• [EXERCISE DESCRIPTION]: Quote every line of the material beneath this one.

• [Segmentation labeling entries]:
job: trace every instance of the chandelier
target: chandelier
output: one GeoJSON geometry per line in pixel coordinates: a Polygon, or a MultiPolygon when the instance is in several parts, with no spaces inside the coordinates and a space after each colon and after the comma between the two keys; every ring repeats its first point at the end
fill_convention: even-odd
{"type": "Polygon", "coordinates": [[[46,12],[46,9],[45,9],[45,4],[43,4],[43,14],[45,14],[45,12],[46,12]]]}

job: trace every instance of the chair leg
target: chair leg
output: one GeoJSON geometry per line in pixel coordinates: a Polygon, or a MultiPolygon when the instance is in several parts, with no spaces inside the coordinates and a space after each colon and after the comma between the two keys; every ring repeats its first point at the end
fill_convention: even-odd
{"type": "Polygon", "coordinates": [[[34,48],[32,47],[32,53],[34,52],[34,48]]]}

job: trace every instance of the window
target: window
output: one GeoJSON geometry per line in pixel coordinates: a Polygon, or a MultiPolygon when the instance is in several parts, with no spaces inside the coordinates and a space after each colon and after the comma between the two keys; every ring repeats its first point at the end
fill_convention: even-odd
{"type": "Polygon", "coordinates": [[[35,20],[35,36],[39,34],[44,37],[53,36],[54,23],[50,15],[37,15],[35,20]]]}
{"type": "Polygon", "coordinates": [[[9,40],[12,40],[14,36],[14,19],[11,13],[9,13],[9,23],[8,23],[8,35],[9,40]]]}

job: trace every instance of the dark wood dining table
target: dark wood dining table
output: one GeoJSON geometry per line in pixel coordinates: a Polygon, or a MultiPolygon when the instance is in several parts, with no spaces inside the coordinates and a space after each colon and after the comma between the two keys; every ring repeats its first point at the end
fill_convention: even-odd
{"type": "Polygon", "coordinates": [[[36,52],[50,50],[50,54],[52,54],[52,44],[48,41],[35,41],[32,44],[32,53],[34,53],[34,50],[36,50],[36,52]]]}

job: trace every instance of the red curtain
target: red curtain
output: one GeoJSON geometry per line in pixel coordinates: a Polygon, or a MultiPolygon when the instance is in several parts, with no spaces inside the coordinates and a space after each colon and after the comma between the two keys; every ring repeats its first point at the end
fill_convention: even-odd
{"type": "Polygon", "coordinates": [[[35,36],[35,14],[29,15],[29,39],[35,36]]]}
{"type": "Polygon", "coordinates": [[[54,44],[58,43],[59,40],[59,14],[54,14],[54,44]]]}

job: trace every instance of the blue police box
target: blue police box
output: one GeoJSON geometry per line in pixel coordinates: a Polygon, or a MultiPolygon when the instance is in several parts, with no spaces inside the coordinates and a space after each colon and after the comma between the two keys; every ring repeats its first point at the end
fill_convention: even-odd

• [THE RESULT]:
job: trace every instance of the chandelier
target: chandelier
output: one GeoJSON geometry per line in pixel coordinates: a Polygon, or a MultiPolygon when the instance is in several parts, with no spaces inside the coordinates and a space after each colon and after the comma between the two keys; every ring repeats its first point at the end
fill_convention: even-odd
{"type": "Polygon", "coordinates": [[[46,12],[46,9],[45,9],[45,4],[43,4],[43,14],[45,14],[45,12],[46,12]]]}

job: trace every instance of the chair leg
target: chair leg
output: one GeoJSON geometry per line in pixel coordinates: a Polygon, or a MultiPolygon when the instance is in several parts, with no spaces inside the coordinates and a space after each colon and after the comma between the two keys; every ring repeats its first point at the end
fill_convention: even-odd
{"type": "Polygon", "coordinates": [[[34,48],[32,47],[32,53],[34,52],[34,48]]]}

job: trace every instance of the window
target: window
output: one GeoJSON geometry per line in pixel coordinates: a Polygon, or a MultiPolygon when the instance is in several parts, with no spaces inside the coordinates and a space after each colon and after the comma between the two keys; every ring repeats its first point at the end
fill_convention: even-odd
{"type": "Polygon", "coordinates": [[[35,20],[35,36],[39,34],[44,37],[53,36],[54,23],[50,15],[37,15],[35,20]]]}
{"type": "Polygon", "coordinates": [[[9,40],[12,40],[14,36],[14,19],[11,13],[9,13],[9,23],[8,23],[8,35],[9,40]]]}

job: trace every instance of the dark wood dining table
target: dark wood dining table
output: one GeoJSON geometry per line in pixel coordinates: a Polygon, or a MultiPolygon when the instance is in several parts, with no spaces inside the coordinates and a space after each colon and after the comma between the two keys; every ring repeats its first point at the end
fill_convention: even-odd
{"type": "Polygon", "coordinates": [[[36,52],[50,50],[50,54],[52,54],[52,44],[48,41],[35,41],[32,44],[32,53],[34,53],[34,50],[36,50],[36,52]]]}

job: trace every instance of the red curtain
target: red curtain
output: one GeoJSON geometry per line in pixel coordinates: a Polygon, or a MultiPolygon when the instance is in several parts, with no spaces inside the coordinates and a space after each colon and after the comma between the two keys; every ring repeats its first point at the end
fill_convention: even-odd
{"type": "Polygon", "coordinates": [[[35,36],[35,14],[29,15],[29,39],[35,36]]]}
{"type": "Polygon", "coordinates": [[[54,44],[58,43],[59,40],[59,14],[54,14],[54,44]]]}

job: trace every instance of the blue police box
target: blue police box
output: one GeoJSON geometry per line in pixel coordinates: a Polygon, or a MultiPolygon when the instance is in several parts, with no spaces inside the coordinates and a space after each colon and after the comma between the two keys; every ring repeats its first point at the end
fill_convention: even-odd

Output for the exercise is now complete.